## ACTIVITY A
Repeat, word for word, the stretch of the stored entries from the line containing "Segment the target" through the line containing "box: [403, 290, 494, 339]", including both of those lines.

## TEXT EXCERPT

━━━━━━━━

# MGB type used in "The ship that died of shame"



## paullad1984 (Jun 6, 2008)

Wondering what type of MGB they used in the ship that died of shame, looks like a Fairmile D to me, but im not sure.


----------



## Boatman25 (May 17, 2010)

It was Polish MTB S 10 , keeping her original petrol engines, went to Cornwall after the war and was
converted to a private motor yacht, ‘mv Taifun’, at Falmouth Boat Construction, and
subsequently used in the 1955 film, ‘The Ship that Died of Shame’, originally a short
story by Nicholas Monsarrat. The film starred George Baker, Richard Attenborough,
Bill Owen and Virginia McKenna.
In the film, she was MGB 1087 ‘after the war’. Three different boats were in fact used
in the filming, S-10, MTB 528 and MTB ‘Gay Dragoon’.

You need to go to here *http://www.bmpt.org.uk/boat histori...otor Gun Boats and Torpedo Boats from WW2.pdf
*
and scroll down to S-10 where I took the above words from, right at the very bottom of the scroll down is all about the other two boats used MTB 528 at Pounds Scrap Yard and MTB Gay Dragoon in commission, I like these boats so knew about this film and these boats


----------



## paullad1984 (Jun 6, 2008)

always wanted one actually, as i do ww2 royal navy re-enacting.


----------

━━━━━━━━

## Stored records
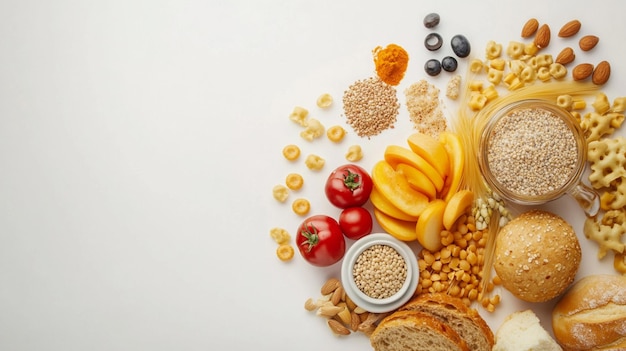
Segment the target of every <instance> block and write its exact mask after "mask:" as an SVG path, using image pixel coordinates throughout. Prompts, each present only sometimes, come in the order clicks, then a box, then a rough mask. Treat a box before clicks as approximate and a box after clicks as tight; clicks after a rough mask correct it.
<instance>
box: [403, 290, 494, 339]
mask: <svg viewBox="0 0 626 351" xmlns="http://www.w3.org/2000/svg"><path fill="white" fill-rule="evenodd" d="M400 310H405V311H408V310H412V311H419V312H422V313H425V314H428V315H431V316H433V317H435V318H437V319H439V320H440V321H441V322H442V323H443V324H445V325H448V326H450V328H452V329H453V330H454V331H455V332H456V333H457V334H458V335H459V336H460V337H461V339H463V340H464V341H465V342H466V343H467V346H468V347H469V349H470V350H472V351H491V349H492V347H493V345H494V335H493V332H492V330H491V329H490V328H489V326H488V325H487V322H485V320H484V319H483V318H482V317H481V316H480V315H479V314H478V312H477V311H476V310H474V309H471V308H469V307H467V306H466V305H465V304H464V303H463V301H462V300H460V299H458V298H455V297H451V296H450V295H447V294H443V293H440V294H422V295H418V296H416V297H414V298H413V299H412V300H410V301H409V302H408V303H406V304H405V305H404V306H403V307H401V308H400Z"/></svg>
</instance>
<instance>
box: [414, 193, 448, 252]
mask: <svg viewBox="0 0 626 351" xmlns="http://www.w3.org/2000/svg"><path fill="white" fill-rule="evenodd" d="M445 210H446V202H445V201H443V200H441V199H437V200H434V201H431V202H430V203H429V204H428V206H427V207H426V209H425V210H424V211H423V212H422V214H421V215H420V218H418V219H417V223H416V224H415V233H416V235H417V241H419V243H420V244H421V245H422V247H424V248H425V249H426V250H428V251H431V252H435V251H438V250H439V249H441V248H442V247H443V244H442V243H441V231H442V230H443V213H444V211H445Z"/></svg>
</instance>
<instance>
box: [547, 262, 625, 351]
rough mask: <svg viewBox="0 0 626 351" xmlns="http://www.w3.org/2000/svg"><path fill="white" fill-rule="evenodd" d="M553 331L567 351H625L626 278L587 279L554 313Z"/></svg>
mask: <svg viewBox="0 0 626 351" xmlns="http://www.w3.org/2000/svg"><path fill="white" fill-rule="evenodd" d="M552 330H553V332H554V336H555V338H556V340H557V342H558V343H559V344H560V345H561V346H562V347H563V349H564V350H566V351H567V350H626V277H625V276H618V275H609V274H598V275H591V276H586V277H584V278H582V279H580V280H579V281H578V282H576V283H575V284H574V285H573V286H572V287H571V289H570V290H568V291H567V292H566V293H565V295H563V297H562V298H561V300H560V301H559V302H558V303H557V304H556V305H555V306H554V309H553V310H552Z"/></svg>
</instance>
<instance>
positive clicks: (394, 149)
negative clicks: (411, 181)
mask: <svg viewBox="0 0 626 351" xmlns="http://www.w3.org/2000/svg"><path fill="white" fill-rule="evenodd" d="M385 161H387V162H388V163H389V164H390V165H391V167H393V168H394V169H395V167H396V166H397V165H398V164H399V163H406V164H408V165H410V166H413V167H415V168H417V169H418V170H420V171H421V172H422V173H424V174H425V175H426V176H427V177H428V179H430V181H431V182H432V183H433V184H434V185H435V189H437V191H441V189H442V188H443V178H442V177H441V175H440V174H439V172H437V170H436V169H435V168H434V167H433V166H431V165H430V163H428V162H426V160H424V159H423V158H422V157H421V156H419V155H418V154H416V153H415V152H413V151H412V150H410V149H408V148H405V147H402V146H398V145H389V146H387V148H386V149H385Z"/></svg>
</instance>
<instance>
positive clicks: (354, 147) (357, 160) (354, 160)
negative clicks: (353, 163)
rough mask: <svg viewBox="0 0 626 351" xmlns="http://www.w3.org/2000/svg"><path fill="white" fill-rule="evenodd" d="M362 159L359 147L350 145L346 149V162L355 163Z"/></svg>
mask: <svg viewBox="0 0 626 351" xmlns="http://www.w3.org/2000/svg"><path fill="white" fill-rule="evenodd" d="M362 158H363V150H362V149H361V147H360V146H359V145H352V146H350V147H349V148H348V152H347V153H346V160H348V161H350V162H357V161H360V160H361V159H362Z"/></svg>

━━━━━━━━

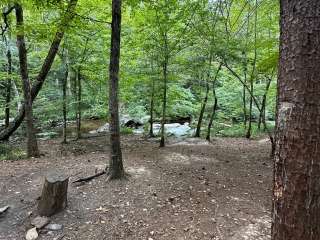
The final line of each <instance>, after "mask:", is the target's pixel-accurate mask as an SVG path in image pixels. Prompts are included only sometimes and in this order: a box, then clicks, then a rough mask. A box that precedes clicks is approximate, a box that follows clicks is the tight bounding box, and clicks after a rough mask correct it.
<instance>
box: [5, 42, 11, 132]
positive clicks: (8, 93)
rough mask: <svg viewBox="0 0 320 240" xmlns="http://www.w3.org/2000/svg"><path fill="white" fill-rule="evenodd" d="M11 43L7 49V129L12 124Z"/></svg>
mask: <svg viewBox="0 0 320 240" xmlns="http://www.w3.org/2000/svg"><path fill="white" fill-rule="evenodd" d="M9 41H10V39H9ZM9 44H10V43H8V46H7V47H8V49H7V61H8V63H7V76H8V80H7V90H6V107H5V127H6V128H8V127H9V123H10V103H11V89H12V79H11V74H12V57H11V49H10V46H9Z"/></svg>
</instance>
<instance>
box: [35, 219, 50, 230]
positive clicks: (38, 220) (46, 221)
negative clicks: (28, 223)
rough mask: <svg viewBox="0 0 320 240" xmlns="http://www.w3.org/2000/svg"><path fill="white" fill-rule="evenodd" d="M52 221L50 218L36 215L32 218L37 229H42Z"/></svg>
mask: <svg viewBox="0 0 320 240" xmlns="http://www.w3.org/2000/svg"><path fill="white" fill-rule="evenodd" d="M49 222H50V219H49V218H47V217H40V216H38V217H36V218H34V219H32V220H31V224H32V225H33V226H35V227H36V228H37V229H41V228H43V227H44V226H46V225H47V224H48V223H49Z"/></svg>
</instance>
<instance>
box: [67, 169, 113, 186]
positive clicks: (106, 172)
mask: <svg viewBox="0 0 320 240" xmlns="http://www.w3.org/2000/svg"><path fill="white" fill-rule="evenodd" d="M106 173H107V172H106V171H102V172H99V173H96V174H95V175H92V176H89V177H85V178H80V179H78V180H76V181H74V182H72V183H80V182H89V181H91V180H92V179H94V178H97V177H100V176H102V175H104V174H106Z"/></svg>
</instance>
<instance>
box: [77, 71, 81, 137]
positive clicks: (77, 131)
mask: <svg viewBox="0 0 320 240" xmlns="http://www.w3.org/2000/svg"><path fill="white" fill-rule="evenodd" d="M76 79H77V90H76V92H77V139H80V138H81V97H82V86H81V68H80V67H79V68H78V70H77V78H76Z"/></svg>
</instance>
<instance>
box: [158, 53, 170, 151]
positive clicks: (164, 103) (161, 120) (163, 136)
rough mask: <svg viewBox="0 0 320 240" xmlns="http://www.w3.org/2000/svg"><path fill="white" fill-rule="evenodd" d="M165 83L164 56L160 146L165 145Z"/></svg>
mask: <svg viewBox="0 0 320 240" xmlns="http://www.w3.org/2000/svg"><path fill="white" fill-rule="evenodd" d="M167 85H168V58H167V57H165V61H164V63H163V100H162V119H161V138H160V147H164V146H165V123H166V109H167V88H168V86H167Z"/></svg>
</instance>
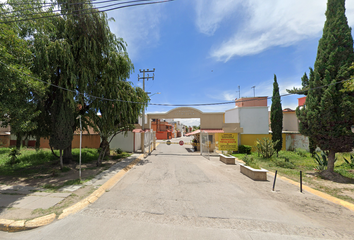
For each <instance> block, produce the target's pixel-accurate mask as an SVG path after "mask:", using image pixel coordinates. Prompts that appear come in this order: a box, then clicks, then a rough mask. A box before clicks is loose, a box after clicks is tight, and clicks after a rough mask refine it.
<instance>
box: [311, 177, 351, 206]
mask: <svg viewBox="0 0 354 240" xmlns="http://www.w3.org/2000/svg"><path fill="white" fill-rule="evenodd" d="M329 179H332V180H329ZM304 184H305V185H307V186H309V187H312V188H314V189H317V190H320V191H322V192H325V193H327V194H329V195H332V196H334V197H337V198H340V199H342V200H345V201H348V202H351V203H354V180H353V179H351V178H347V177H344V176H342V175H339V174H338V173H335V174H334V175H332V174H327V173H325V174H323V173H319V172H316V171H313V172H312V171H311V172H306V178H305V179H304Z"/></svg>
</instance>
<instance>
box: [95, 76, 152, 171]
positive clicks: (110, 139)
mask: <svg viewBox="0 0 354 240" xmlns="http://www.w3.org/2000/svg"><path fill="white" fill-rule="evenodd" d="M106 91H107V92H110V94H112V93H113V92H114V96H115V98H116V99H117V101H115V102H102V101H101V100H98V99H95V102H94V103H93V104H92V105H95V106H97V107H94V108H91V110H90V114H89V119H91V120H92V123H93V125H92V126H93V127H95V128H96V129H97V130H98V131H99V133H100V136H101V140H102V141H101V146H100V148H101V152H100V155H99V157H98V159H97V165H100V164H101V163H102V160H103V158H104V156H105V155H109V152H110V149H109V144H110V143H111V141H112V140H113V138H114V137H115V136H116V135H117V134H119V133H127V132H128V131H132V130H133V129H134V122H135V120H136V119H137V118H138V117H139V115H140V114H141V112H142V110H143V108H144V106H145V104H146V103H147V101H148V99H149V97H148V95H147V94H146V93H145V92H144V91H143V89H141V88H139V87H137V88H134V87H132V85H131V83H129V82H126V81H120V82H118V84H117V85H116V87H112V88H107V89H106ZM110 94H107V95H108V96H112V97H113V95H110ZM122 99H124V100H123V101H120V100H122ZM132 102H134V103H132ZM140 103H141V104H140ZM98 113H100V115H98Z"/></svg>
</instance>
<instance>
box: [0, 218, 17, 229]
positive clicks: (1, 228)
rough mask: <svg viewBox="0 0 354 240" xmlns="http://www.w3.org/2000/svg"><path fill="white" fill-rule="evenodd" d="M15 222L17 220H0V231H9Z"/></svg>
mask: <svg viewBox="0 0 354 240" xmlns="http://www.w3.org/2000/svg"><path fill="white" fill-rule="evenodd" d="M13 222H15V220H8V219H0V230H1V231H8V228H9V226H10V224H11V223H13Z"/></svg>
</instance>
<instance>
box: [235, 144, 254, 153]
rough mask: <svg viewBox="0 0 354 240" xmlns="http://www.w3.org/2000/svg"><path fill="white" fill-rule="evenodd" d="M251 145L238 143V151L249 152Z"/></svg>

━━━━━━━━

## ACTIVITY B
Return the stretch of the forum thread about the boat in the film from "It was Polish" through "MTB ‘Gay Dragoon’.", copied word for word.

## EXERCISE ANSWER A
Segment the target of every <instance> block and write its exact mask after "mask:" as an SVG path, using image pixel coordinates throughout. Prompts, each present only sometimes, come in the order clicks, then a box, then a rough mask. Treat a box before clicks as approximate and a box after clicks as tight; clicks after a rough mask correct it.
<instance>
box: [403, 290, 494, 339]

## EXERCISE ANSWER B
It was Polish MTB S 10 , keeping her original petrol engines, went to Cornwall after the war and was
converted to a private motor yacht, ‘mv Taifun’, at Falmouth Boat Construction, and
subsequently used in the 1955 film, ‘The Ship that Died of Shame’, originally a short
story by Nicholas Monsarrat. The film starred George Baker, Richard Attenborough,
Bill Owen and Virginia McKenna.
In the film, she was MGB 1087 ‘after the war’. Three different boats were in fact used
in the filming, S-10, MTB 528 and MTB ‘Gay Dragoon’.